⟨

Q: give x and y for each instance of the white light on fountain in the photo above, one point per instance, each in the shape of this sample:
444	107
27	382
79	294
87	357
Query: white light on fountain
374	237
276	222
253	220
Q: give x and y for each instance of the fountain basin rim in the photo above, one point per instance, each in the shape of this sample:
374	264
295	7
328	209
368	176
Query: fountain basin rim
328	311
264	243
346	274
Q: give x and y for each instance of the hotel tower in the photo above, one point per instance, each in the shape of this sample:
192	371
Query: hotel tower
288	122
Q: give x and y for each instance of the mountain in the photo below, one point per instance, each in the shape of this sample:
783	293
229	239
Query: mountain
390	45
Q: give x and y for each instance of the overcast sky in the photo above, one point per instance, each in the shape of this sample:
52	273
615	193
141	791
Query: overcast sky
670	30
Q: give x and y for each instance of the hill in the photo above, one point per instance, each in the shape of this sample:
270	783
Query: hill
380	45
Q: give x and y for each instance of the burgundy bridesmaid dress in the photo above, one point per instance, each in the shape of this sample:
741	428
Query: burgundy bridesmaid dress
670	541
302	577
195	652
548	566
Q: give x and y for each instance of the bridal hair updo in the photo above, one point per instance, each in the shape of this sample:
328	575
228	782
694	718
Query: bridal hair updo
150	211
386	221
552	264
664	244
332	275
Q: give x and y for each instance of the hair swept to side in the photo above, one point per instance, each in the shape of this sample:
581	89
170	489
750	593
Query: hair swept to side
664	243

⟩

Copy each entry above exactly, leaving nothing out.

> COMPLETED TASK
Q: give x and y for each instance of the white light on fountain in the photo above, one point per instance, each in the shape of this sample:
444	107
27	382
79	294
87	357
Query: white light on fountain
374	237
276	222
253	220
Q: give x and y for each instance of the fountain basin rim in the photo above, one point per instance, each in the shape of this sample:
374	264
295	7
328	209
368	176
Query: fountain basin rim
328	311
264	243
346	274
Q: give x and y for each instance of the hotel tower in the photo above, one point per instance, each in the shape of this sample:
192	371
Query: hotel tower
288	122
Q: give x and y for each instance of the mountain in the photo below, one point per instance, each in the shape of this sample:
783	293
229	239
Query: mountain
390	45
Q: give x and y for each instance of the overcast sky in the photo above, one point per instance, each in the shape of this sample:
52	273
615	193
141	791
Query: overcast sky
670	30
Q: give x and y for each instance of the hill in the photo above, one point per instance, each in the shape of this sample:
270	783
Query: hill
380	45
Q: give x and y for each instance of the burgundy bridesmaid dress in the photo above, one point per instance, each in the shape of this sample:
741	428
Query: burgundy bridesmaid dress
670	541
302	577
195	652
548	566
Q: give x and y for each instance of the bridal hair updo in the photo above, one point per instance, each in the shape of this sample:
328	575
228	782
694	718
Query: bridal hair updo
150	211
386	221
552	264
664	244
332	275
Q: give x and y for each instance of the hair swept to side in the photo above, one point per instance, each in the shape of this sample:
581	89
170	489
750	593
Query: hair swept to side
664	243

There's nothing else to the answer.